_What you have to do_
Exact reproduction of all the entries is required, without any of their pictures.

_Supplied data_
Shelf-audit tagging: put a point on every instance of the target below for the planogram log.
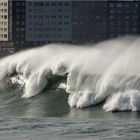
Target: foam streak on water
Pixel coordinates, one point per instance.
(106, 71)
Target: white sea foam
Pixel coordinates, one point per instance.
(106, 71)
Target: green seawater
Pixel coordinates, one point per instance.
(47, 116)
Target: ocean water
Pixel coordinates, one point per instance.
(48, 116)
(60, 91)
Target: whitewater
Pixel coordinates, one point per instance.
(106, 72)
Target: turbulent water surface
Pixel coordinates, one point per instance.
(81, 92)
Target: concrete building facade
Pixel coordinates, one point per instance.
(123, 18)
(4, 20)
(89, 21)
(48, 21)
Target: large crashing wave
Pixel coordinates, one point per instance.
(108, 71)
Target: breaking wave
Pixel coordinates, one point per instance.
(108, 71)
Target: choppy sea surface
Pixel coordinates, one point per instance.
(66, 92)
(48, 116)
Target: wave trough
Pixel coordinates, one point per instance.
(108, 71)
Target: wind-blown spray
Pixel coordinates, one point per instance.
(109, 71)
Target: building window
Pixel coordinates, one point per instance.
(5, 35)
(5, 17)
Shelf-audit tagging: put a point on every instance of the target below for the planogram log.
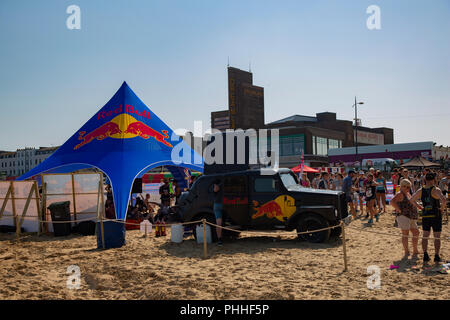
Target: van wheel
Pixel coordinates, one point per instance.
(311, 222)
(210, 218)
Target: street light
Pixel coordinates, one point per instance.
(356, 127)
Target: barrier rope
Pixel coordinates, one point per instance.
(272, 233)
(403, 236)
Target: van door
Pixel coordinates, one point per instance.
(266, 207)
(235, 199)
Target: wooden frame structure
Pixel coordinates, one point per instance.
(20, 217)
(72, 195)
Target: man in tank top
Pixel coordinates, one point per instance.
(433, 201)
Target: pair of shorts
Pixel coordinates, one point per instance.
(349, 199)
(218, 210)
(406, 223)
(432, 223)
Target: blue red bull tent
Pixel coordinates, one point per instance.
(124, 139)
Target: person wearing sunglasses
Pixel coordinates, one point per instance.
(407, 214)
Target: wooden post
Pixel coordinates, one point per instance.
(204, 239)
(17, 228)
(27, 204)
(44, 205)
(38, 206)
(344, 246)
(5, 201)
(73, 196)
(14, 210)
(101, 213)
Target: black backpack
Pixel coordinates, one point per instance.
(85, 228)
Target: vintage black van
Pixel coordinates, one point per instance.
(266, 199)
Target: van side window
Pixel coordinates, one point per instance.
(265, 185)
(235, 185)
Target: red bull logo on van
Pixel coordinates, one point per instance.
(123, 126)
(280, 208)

_Exercise response_
Shelf-audit tagging: put a point on every instance of the target below for the planogram log.
Target: foam streak on water
Pixel coordinates, one point per instance.
(106, 71)
Target: white sea foam
Pixel coordinates, one point per instance.
(106, 71)
Target: green seawater
Pixel coordinates, one point per instance.
(47, 116)
Target: ocean water
Pixel coordinates, one point per instance.
(48, 116)
(60, 91)
Target: whitewater
Pixel coordinates, one point per instance.
(106, 72)
Target: turbulent water surface
Pixel coordinates, one point per instance.
(81, 92)
Target: concrete building facade
Pixel coordinates, one point per instance.
(123, 18)
(4, 20)
(89, 21)
(48, 21)
Target: large crashing wave
Pixel coordinates, one point per instance.
(108, 71)
Target: breaking wave
Pixel coordinates, one point per instance.
(108, 71)
Target: choppy sea surface
Pixel coordinates, one point per instance.
(66, 92)
(48, 116)
Target: wave trough
Pixel coordinates, one point per instance.
(108, 71)
Target: wind-blown spray
Pixel coordinates, one point per instance.
(109, 71)
Target: building window
Pixel coordinates, one point per instance.
(5, 35)
(5, 17)
Shelf-audit tagging: put a point on every instance of the target below for the planogram log.
Target: van wheel
Pixel coordinates, one point per instance.
(311, 222)
(210, 218)
Target: street light
Pixel coordinates, one point per instance.
(356, 127)
Target: barrier rope
Pixel coordinates, one point per instance.
(272, 233)
(403, 236)
Target: van door
Pixel coordinates, one point per instance.
(266, 207)
(235, 199)
Target: wooden frame structure
Pixel coordinates, one point per instance.
(20, 217)
(72, 195)
Target: man in tank top
Pixel coordinates, one point per instance.
(433, 201)
Target: pair of shorts
Pixel coordinates, one point per instance.
(349, 199)
(218, 210)
(406, 223)
(432, 223)
Target: blue red bull tent
Pixel coordinates, one point per instance.
(124, 139)
Target: person wearing sunglasses
Pixel coordinates, one point per instance.
(407, 214)
Target: wooden post
Pixel coordinates, one point per instance.
(204, 239)
(17, 228)
(27, 204)
(44, 205)
(38, 206)
(344, 246)
(5, 201)
(73, 196)
(14, 210)
(101, 213)
Target: black backpack
Pixel coordinates, one point per instance.
(85, 228)
Target: vintage black van
Pixel coordinates, one point per instance.
(266, 199)
Target: van side window
Pixel coordinates, one point per instance.
(265, 185)
(235, 185)
Target: red bull logo on van
Pixel coordinates, one point per instance.
(123, 126)
(280, 208)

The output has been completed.